Attribution Theory, Self-Efficacy and Self Confidence, and Leadership
Attribution Theory
Attribution – A perception of the reason for an outcome of an event.
The perceived reasons we give for our success or failure as a performer.
Self-esteem – Respect for oneself.
Self-efficacy – A belief in one’s ability to master a specific sporting situation.
Self-confidence – A belief in one’s ability across all situations.
The theory tells us how individuals explain their behaviour. In a sporting
context, performers use attributions to offer reasons for winning/playing
well, or reasons for losing/playing badly.
The reasons are vital to maintain motivation and effort, attribution in
sport is one of the most important factors in task persistence.
Correct attributions increase task persistence, motivation, and
confidence.
The reasons given for winning and losing were classified by Weiner’s
model of attribution (1974)
Classification of sporting attributes –
1) The locus of causality
This describes where the performer places the reason for the win/loss.
This contains internal and external reasons.
Internal attribute – Within the performer’s control
External attribute – Outside the performer’s control
2) Locus of stability / Stability dimension
The stability dimension describes how fixed the attributions are. The
reasons for winning can be changeable in a short time, or relatively
permanent.
Stable attribute – Unlikely to change in the short term.
Unstable attribute – Can change in a short amount of time. This could
change could be from week to week, or even within minutes in a fixture.
Internal Stable attribute – Ability
Internal Unstable attribute – Effort, amount of practice
External Stable attribute – Played against a good team.
External Unstable attribute – Luck, referee’s decisions.
Attribution and Effort
Coaches and players can use attribution theory to make sure their players keep
on trying, even after a defeat. Attribution can be used to promote task
persistence.
Self-serving bias
When players win games, they like to think that it was down to them, so
internal and stable reasons are often given for sporting success, while losing is
attributed to unstable and external reasons.
The self-serving bias helps to promote self-esteem, as well as help
maintain motivation.
For example, blame losing on external stable reasons (e.g. good team),
external unstable reasons (e.g., luck) or internal unstable reasons (e.g.
more effort).
This will raise self-efficacy and esteem and increase the likelihood of an
individual continuing to participate.
Never give reasons for losing to internal and stable reasons, such as
ability, since this might cause the player to lose motivation. The problem
of learned helplessness could occur.
Learned Helplessness
This is where players attribute failure to internal and stable reasons such as
ability.
Learned helplessness can be general or specific.
The performer is so lacking in confidence that they think failure is
inevitable and success is unlikely; they have no belief in their ability.
The player may actually give up even if success is possible and they could
have actually won the game.
They believe that no matter what they do or how hard they try, they are
destined to fail and therefore are not persistent.
Learned helplessness can be so bad it becomes general, when the player
begins to feel they are no good at sport overall or a type of sport. E.g I
am not very good at racket sports such as tennis and badminton, or I
cannot play any sports.
This can be because they experienced little success when playing these
sports.
It can also be specific to one skill/sporting event, such as I cannot take
penalties in football.
—————
_Written request A_
According to the attribution theory notes, which model classified the reasons given for winning and losing?
—————
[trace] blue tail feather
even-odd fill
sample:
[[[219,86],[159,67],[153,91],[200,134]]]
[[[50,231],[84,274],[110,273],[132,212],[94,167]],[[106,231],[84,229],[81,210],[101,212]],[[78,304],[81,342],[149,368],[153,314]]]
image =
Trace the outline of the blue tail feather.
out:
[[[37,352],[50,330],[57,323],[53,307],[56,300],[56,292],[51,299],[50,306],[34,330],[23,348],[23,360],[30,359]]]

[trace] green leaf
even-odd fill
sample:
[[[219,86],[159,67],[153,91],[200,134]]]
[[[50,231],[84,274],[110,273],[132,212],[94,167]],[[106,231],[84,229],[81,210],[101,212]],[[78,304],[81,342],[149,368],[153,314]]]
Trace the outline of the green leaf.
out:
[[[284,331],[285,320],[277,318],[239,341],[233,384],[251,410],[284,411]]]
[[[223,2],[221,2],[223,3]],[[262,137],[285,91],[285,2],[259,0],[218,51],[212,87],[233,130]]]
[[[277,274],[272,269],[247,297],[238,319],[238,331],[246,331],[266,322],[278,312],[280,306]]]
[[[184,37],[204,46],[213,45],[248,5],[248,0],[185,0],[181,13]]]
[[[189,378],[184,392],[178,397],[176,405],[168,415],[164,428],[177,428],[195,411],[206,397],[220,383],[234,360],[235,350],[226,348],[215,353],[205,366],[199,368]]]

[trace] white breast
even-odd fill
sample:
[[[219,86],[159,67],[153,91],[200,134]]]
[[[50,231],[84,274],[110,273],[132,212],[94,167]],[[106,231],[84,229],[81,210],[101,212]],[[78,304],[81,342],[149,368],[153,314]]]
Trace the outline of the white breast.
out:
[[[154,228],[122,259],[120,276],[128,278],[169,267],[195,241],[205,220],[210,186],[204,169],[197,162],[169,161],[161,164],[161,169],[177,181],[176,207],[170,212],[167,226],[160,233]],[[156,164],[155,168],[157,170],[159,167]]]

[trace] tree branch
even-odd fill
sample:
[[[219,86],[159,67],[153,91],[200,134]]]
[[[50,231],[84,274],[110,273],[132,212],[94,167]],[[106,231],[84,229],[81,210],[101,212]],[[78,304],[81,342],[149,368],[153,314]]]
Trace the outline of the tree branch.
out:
—————
_Written request B_
Return everything in the entries from the line containing "[trace] white breast" down to the end of the entries, copying each line exactly.

_Exercise answer A_
Weiner's model of attribution (1974).

_Exercise answer B_
[trace] white breast
even-odd fill
sample:
[[[219,86],[159,67],[153,91],[200,134]]]
[[[50,231],[84,274],[110,273],[132,212],[94,167]],[[106,231],[84,229],[81,210],[101,212]],[[78,304],[81,342],[149,368],[153,314]]]
Trace the outline of the white breast.
out:
[[[154,228],[122,259],[120,276],[128,278],[169,267],[195,241],[205,220],[210,186],[204,169],[197,162],[169,161],[161,164],[161,169],[177,181],[176,207],[170,212],[167,226],[160,233]],[[156,164],[155,168],[157,170],[159,167]]]

[trace] tree branch
even-odd fill
sample:
[[[219,86],[159,67],[153,91],[200,134]]]
[[[50,231],[84,274],[110,273],[132,212],[94,167]],[[106,231],[84,229],[81,210],[101,212]],[[78,304],[81,342],[149,368],[153,314]]]
Trace the outline of the tree branch.
out:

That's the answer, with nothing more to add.